▶ Extrait source
-.-.-
Changement climatique, crises multiformes, conflits : dans un monde instable, en proie à de nombreuses menaces, l’enjeu de l’insertion des jeunes dépasse aujourd’hui largement les questions économiques. Or, si la prise en compte des jeunesses est maintenant bien ancrée dans les politiques publiques, notamment en raison de leur poids démographique, ils et elles restent trop souvent considéré·e·s comme simples bénéficiaires d’actions visant uniquement à les éduquer et les amener vers l’emploi.
C’est de ce constat qu’est né, en 2020, le programme Jade – Jeunesses Actrices du Monde de Demain, financé par l’AFD. « Le Gret et ses partenaires renforcent depuis longtemps les systèmes de formation professionnelle et d’accompagnement à l’insertion, mais ils ont pris conscience, il y quelques années déjà, que cela ne pouvait suffire pour soutenir les jeunes dans leur transition vers la vie adulte », explique Camille Paquet, responsable de l’équipe Insertion et Emploi au Gret. « Il était indispensable d’opérer un changement dans nos modalités d’action pour favoriser une nouvelle vision des jeunesses et transformer leur place dans les projets, en les considérant comme acteurs et actrices de leur changement ».
Cette nouvelle vision supposait aussi d’accompagner les jeunes bien au-delà de l’insertion professionnelle : « Nous voulions sortir d’une approche très économico-centrée dont le seul objectif était que les jeunes accèdent à un emploi décent, pour penser une véritable insertion des jeunes dans la société », ajoute Camille Paquet. « Cela supposait de prendre en compte les volets social et citoyen, environnemental et climatique ».
L’approche du Gret repose sur deux piliers, qui vont de pair : celui d’une insertion dite « intégrale » des jeunes et celui du renforcement de leur pouvoir d’agir individuel et collectif. D’abord testée dans six pays (la Guinée, Haïti, le Congo, la Mauritanie, le Mali et le Sénégal), elle s’étend désormais à Madagascar, au Vietnam, au Cambodge et au Myanmar.
-.-.-
▶ Jeu de données

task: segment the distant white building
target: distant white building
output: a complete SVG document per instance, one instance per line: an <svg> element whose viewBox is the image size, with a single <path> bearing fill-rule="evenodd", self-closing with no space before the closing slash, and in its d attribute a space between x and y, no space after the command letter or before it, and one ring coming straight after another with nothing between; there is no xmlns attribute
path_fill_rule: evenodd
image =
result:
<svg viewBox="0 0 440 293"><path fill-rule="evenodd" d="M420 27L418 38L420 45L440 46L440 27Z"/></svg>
-.-.-
▶ Consigne
Dans quels pays l'approche du Gret a-t-elle d'abord été testée, selon l'extrait sur le programme Jade ?

▶ Corrigé
Elle a d'abord été testée en Guinée, en Haïti, au Congo, en Mauritanie, au Mali et au Sénégal.